▶ [Quesiti e compiti]
1) Secondo il brano sulla poesia di Baudelaire, di che cosa ha orrore il poeta?
2) Filtra i record e copia ogni riga che contiene la stringa "ferry". Le maiuscole e le minuscole contano.

Su tali componimenti il poeta non cessa di esercitare il proprio dominio. Le guida, lente e ininterrotte. Piega a suo piacere la loro intenzione. Le indirizza secondo il suo gusto. Gli piace chiamare al proprio servizio parole impreviste – si potrebbe quasi dire strampalate. Ma lo fa per ridurre subito la loro stranezza, per far fluire su di esse un’armonia, per moderare lo scarto ch’egli aprì per capriccio8. Come quelli che si sentono totalmente padroni di ciò che vogliono dire, cerca dapprima i termini più lontani, e poi li riunisce, li placa, infondendo loro una proprietà prima ignota. Poeta, forgia versi compiendo un lavoro audace, utile e ben calcolato.

Una poesia così non può essere d’ispirazione. Ha indubbiamente degli slanci, ma sono soltanto la liberazione della facoltà poetica in travaglio. Baudelaire stesso si descrive disposto a errare e

Heurtant parfois des vers depuis longtemps rêvés9.

Lo zampillio delle frasi che sembrano le più spontanee è quasi sempre una soluzione improvvisa, un lampo preparato. E, come il pensiero che s’innalza, finalmente sciolto, si strappa senza fretta dall’oscurità, così il germoglio poetico conserva una certa qual lentezza della sua lunga virtualità:

J’aime de vos longs yeux la lumière verdâtre…10

Solitario come un gran fiore. Mai in Baudelaire le immagini si moltiplicano lì per lì come negli ispirati. Il poeta ha orrore delle situazioni poetiche, delle idee la cui semplice enunciazione fa scaturire intorno le metafore come fiamme. Non ama esser circondato e rinchiuso dallo splendore della sua fantasia. Non si concede nulla cominciando, ma le immagini nascono intorno alla sua parola; si levano risvegliate da lei; le restano unite e le compongono un corteo disciplinato. Salgono lungo un semplice vocativo, lo sostengono, lo illuminano di una luce densa e cupa:

Je t’adore à l’égal de la voûte nocturne,
O vase de tristesse, ô grande taciturne11

Sono la forma stessa dell’elocuzione, seguono il movimento della frase, sono prese nella sua curva:

Quand vers toi mes désirs partent en caravane,
Tes yeux sont la citerne où boivent mes ennuis12.

S’insinuano nel dialogo; sono nella domanda e nella risposta:

D’où vous vient, disiez-vous, cette tristesse étrange,
Montant comme la mer sur le roc noir et nu?13

E nella Chevelure:

N’est-tu pas l’oasis où je rêve, et la gourde
Où je hume à longs traits le vin du souvenir?

▶ [Estratti dei record]
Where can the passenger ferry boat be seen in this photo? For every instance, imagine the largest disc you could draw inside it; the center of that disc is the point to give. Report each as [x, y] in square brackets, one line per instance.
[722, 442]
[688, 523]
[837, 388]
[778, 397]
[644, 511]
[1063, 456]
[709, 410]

▶ [Soluzioni dei compiti]
1) Il poeta ha orrore delle situazioni poetiche, delle idee la cui semplice enunciazione fa scaturire intorno le metafore come fiamme.

2)
Where can the passenger ferry boat be seen in this photo? For every instance, imagine the largest disc you could draw inside it; the center of that disc is the point to give. Report each as [x, y] in square brackets, one line per instance.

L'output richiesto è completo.